* PROMPT *
Skip the pictures and repeat each line of the data exactly.
====== THE DATA ======
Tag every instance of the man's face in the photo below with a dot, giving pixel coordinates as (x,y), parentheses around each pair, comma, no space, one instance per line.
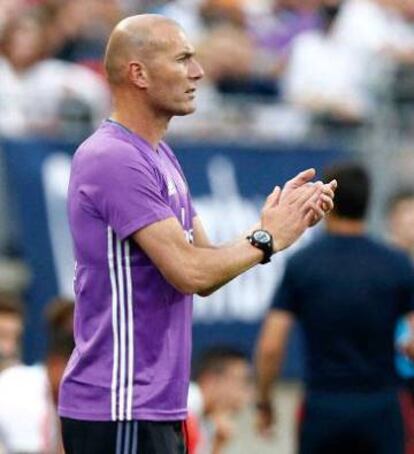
(11,327)
(401,223)
(173,75)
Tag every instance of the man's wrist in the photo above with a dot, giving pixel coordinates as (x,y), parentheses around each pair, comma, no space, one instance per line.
(263,240)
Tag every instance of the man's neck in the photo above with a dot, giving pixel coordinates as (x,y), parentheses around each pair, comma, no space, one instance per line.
(141,121)
(343,226)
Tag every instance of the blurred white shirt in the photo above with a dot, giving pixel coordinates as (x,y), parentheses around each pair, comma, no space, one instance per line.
(30,100)
(323,70)
(368,26)
(28,421)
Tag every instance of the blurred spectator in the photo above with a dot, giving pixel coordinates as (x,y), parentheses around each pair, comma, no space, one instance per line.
(82,27)
(222,389)
(401,220)
(28,394)
(274,31)
(11,328)
(41,96)
(348,292)
(378,28)
(325,76)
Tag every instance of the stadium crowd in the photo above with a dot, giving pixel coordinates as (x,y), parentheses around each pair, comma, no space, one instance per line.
(276,53)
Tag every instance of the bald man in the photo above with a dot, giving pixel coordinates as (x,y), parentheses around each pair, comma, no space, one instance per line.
(141,251)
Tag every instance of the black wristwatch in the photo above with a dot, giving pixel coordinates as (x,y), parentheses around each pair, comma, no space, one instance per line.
(263,240)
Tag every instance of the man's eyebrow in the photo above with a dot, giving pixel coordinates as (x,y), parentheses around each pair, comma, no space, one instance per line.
(186,53)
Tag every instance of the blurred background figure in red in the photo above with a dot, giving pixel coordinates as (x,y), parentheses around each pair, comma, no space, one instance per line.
(222,388)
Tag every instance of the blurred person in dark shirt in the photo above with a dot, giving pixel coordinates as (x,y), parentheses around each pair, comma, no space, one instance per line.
(11,330)
(347,291)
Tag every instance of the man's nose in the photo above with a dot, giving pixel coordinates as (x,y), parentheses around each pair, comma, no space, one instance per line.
(196,70)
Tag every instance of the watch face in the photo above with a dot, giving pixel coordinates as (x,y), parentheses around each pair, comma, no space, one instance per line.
(261,236)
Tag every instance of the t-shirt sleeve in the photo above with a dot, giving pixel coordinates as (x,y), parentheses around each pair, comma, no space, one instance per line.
(128,193)
(286,295)
(406,298)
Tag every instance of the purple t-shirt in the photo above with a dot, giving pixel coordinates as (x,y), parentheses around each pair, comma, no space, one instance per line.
(132,328)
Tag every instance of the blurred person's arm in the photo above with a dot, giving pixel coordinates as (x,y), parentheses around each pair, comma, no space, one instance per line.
(268,361)
(224,431)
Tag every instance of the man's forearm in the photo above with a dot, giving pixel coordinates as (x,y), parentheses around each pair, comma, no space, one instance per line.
(208,269)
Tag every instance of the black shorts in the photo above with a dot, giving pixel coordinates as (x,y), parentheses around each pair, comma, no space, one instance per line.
(123,437)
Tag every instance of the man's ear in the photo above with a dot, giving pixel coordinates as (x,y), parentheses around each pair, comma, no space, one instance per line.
(137,74)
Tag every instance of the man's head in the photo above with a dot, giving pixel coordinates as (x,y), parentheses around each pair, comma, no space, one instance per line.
(353,192)
(149,58)
(401,219)
(224,377)
(11,329)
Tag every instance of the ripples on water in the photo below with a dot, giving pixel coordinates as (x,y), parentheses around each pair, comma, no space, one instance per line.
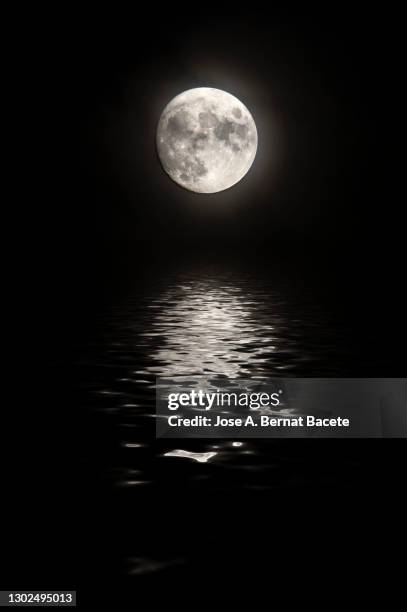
(219,326)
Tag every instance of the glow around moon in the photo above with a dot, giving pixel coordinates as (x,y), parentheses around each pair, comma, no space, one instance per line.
(206,140)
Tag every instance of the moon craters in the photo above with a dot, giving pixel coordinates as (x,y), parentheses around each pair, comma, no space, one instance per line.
(206,140)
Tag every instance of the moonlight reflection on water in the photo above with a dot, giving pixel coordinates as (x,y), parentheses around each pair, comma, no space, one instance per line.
(207,327)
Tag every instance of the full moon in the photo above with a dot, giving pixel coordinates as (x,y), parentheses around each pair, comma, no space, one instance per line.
(206,140)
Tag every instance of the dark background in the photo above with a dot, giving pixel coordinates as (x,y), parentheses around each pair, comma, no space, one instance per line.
(320,201)
(323,192)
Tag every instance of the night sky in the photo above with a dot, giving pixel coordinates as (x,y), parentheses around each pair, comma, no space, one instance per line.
(322,192)
(312,82)
(322,198)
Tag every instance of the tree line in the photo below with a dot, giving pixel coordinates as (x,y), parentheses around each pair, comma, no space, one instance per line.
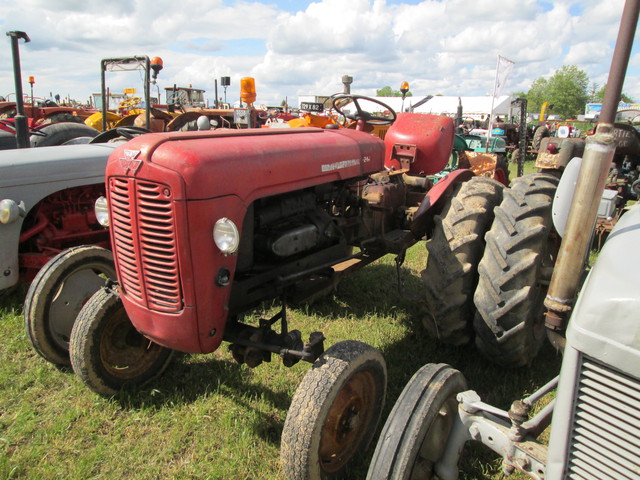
======
* EXPECTED OUTPUT *
Tag every instance of the man's face in the photo below with a dot, giving pixel coordinates as (x,y), parentheses around each pair, comma, no space, one instance per line.
(11,327)
(401,223)
(173,75)
Tag every instance of the man's wrist in the photo above with a dot, giving pixel coordinates as (x,y), parentheses around each pair, comma, no space, one instance per line.
(263,240)
Tag every instance of the man's neck in the photo above with a dot, giving pixel coordinates as (x,y), parentheses around each pair, comma, no space, one instance per line.
(141,121)
(343,226)
Tag every instance of the blurred white shirt in the photo above with a dot, giving pixel coordinates as (x,y), parentheses around each pair, comma, no space, one instance per line.
(30,100)
(323,70)
(368,26)
(28,421)
Tag every instance of the blurred spectator in the photo above with a dot, giving pixel coordinates as (x,y), parentheses around each pair, comma, no space, one instance per line.
(82,27)
(222,389)
(401,220)
(28,394)
(274,31)
(11,328)
(41,96)
(348,292)
(378,28)
(325,76)
Tag every instance of the stadium crowd in the photo above with a dot, giving pixel coordinates as (x,y), parentheses around each pair, comma, no space, one instance per line.
(276,53)
Tag every instance of the bald man in the photo above with a dot, giving pixel coordinates as (x,y), parentheses around each pair, comma, no space, one instance per line.
(141,251)
Tag every instance of the black wristwatch in the photo above with a dot, giving pixel coordinates as (x,y), parentheses around each pair, comma, no space, one instance per line.
(263,240)
Tag every instance of the man's eyebrow in the photo above with a dot, giving pixel coordinates as (x,y), parentheses around each pair, comma, no space, one instance per line.
(186,53)
Tag every instance of the blurred background figure in red in the photo above with a dot, giving pixel coordinates as (x,y), parentheses around each pair, comma, no space, one instance per line.
(222,388)
Tag every instance of the blurred person in dark shirt in the photo above with a dot, giving pixel coordinates as (x,y), parentheses around each pair, comma, no space, one instance per line.
(11,330)
(347,291)
Tag every instance of the man's nose in the photo above with a dot, giving pixel coordinates as (x,y), parentheses around each pair, comma, no space, one instance per line.
(196,70)
Tag every instance of the watch face in the photo above with a dot, giving pixel coordinates as (x,y), parentheses around each pair, comma, no space, one instance per line.
(261,236)
Tag every instance of the t-shirt sleeve in the photo above with a dot, giving pixel coordinates as (x,y), parentheses around each pair, comma, no space, one instance per line.
(128,193)
(286,295)
(406,298)
Tag every instance of the purple t-shirt in the photo above with a dot, giving pixel coordinates as (x,y), parentheses around each pair, comma, no space, one instance per line.
(132,328)
Tag every instance of the blurred person's arm in the photo above with a dot, giving pixel coordinates as (x,y), parentheses around each pair, comma, no space, one instance per line.
(268,361)
(224,431)
Tag every instance of the man's forearm in the photo above with a dot, giving pixel coordinates as (x,y), parentheses around each pair, comma, no space, one instance per line.
(208,269)
Tag every instance of the black shorts in the photo above with a dot, giving pixel coordinates as (x,y), parentheses around each pair, comma, no space, one instance per line.
(123,437)
Tag every instance of the man's ear in the photo above with a dot, giving pixel coordinates as (x,y), parentheses around each pair, comma, no space, one instance per line.
(137,74)
Tag every instance of the man's head in the photo above with a dot, giving pixel coordinates as (x,y), parentheses around each pair, comma, no space, one instance per line.
(353,192)
(149,58)
(401,219)
(224,377)
(11,329)
Tag every instance of the ripples on water in the photo below with a dot, giving pixel coordinates as (x,y), parentheses around each pair, comma, no space, one instance per line.
(219,326)
Tag every instance of the glow around moon in the photo above with a dot, giving pixel coordinates as (x,y), parentheses around each pair, comma, no space, one instance per line.
(206,140)
Tag every instance of the moon craters in the photo above with a dot, giving pixel coordinates as (x,y), parentheses around each pair, comma, no space, one instance per line.
(206,140)
Tag every instance of the moonlight reflection on water in the photo above with a dot, giving pixel coordinates as (x,y), parentheses around each pair, comma, no space, one instance per line.
(207,327)
Tag every instance of the full moon in the photo above with a dot, giving pixel coordinates as (x,y), parentheses around each pair, comma, no space, one instance per line.
(206,140)
Tag every instance of the dark background in the photo above with a dot, giving pixel coordinates as (x,y), parentheses around each pair, comma, no space, one instance per line.
(320,201)
(323,192)
Tag every instance of the night sky in the photo above with a dot, giving pixel coordinates as (x,y), parentheses around each pair, comma, no space, one instance per line.
(322,192)
(312,82)
(322,198)
Tag every instance of the tree line in the photo below with a dot, giving pixel coordinates as (x,y), parentheses around each pair, comma, no space, one instance per line.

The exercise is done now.